*** Opening of Excerpted text ***
Set up a Google Alert
Are you worried about online patient reviews? According to a study conducted last year and published recently in the Journal of General Internal Medicine, it may not be as big a problem as you think. The study indicated that patients are most reluctant to criticize their physicians. Nearly 90 percent of physician reviews it encountered were positive. The study was conducted by Tara Lagu, MD, MPH, a Tufts University School of Medicine assistant professor based at Baystate Medical Center in Springfield, Massachusetts.
The study runs contrary to the popular belief that people typically take to writing online reviews only when they are disgruntled and looking for a way to vent. However, despite the positive results of the study, many healthcare professionals remain greatly concerned about negative and malicious reviews. Most review sites are wide open to adding content and it can be very easy for an angry patient or competitor to put up false or exaggerated information.
To combat this concern, the American Medical Association recommends that physicians continually monitor the web for information posted about themselves or their practice, or research they conducted. Interestingly enough, if you target Dr. Lagu’s study, you will find conflicting information from site to site about the number of subjects in the study: either 81 or 300.
The best way to monitor is to make use of automatic Google alerts, a free service. You can plug in variations of your name as the search criteria and then conduct general searches across the entire web or narrow the search to a variety of targets including blogs, news, and discussions.
You also decide how often you want to receive an automated linked report via email. It can be daily, weekly, or instantaneous in response to new postings.
When you do your first alert, dealing with the response will seem like a daunting response; however, once you work with the alerts regularly, the process becomes much more manageable.
If you’ve changed offices over the last decade or changed any logistical information, chances are that some old information is still hanging around. Most sites will allow you to go in, identify yourself, and update the information.
Respond Rather than React
When you run across that first negative review or comment, your immediate impulse will be to react and fire off a defensive salvo of your own. Avoid the temptation. The last thing you want is to be drawn into an online argument, especially when you are on the defensive.
If you are allowed, respond with a measured voice, treating the assault as if it is no big deal. Talk in generalities when possible. If you know the attacker, don’t let on that you do. It’s an ethical fine line you walk when you as a doctor begin discussing specific information about a previous patient.
Ultimately, the best way to deal with the situation is to use your own website to create a positive impression and to solicit reviews of a positive nature.
*** Close of Excerpted text ***
*** Opening of Provided information ***
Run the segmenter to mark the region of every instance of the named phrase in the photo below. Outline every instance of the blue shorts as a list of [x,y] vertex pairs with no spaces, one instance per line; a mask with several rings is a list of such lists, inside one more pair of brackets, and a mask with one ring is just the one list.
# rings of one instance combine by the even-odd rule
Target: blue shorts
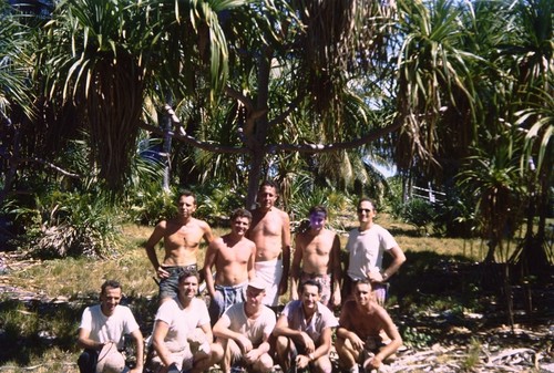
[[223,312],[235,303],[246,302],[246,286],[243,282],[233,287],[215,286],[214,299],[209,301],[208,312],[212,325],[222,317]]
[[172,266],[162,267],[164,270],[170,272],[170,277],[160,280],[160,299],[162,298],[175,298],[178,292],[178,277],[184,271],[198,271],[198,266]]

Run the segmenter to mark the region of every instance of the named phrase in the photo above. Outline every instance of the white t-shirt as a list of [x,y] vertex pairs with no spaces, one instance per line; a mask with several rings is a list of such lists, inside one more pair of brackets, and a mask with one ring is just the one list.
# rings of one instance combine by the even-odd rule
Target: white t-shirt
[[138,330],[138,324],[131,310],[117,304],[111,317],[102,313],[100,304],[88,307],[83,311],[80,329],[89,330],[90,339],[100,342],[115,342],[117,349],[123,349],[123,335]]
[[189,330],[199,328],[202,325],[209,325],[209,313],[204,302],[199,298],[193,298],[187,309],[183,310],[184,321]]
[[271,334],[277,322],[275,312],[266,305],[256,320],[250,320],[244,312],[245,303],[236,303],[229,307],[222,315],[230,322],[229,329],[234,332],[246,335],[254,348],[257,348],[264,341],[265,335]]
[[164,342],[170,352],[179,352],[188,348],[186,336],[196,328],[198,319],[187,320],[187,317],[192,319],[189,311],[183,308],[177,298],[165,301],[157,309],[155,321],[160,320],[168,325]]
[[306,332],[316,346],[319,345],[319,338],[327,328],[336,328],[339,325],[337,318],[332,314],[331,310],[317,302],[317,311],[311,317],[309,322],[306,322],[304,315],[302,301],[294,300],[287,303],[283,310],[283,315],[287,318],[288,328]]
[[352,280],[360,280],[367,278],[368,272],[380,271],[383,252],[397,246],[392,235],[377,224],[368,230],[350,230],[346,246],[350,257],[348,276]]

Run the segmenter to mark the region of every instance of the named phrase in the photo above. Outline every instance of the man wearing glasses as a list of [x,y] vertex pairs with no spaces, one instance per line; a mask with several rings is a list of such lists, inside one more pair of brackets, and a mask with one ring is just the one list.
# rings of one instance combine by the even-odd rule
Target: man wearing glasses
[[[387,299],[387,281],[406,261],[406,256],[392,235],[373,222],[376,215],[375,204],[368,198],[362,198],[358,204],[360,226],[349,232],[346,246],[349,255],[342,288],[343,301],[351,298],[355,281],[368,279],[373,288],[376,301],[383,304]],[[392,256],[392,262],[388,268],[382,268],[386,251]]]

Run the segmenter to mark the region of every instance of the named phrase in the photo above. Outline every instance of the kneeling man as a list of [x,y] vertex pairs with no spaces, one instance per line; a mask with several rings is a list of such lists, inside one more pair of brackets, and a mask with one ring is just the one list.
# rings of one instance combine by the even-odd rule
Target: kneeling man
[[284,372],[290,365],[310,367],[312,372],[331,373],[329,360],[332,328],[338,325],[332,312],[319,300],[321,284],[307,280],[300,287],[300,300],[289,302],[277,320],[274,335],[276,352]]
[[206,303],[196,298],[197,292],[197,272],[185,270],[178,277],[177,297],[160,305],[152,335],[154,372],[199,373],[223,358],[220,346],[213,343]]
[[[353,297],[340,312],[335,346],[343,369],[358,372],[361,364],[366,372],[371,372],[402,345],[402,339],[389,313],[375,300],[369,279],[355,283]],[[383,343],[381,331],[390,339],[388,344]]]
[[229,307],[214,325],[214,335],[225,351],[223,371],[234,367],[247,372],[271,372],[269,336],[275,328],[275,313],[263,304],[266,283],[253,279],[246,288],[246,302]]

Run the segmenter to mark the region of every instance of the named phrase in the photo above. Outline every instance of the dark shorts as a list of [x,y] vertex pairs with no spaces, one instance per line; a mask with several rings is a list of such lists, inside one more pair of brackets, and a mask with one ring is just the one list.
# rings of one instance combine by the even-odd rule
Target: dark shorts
*** Close of Provided information ***
• **Exercises to complete**
[1] Name every frequency the article on online patient reviews gives for receiving Google alert reports.
[2] Reproduce the passage of the article on online patient reviews between "When you do" and "much more manageable.", inclusive.
These data have no connection to the article on online patient reviews.

• **Results of the tasks**
[1] Daily, weekly, instantaneous

[2]
When you do your first alert, dealing with the response will seem like a daunting response; however, once you work with the alerts regularly, the process becomes much more manageable.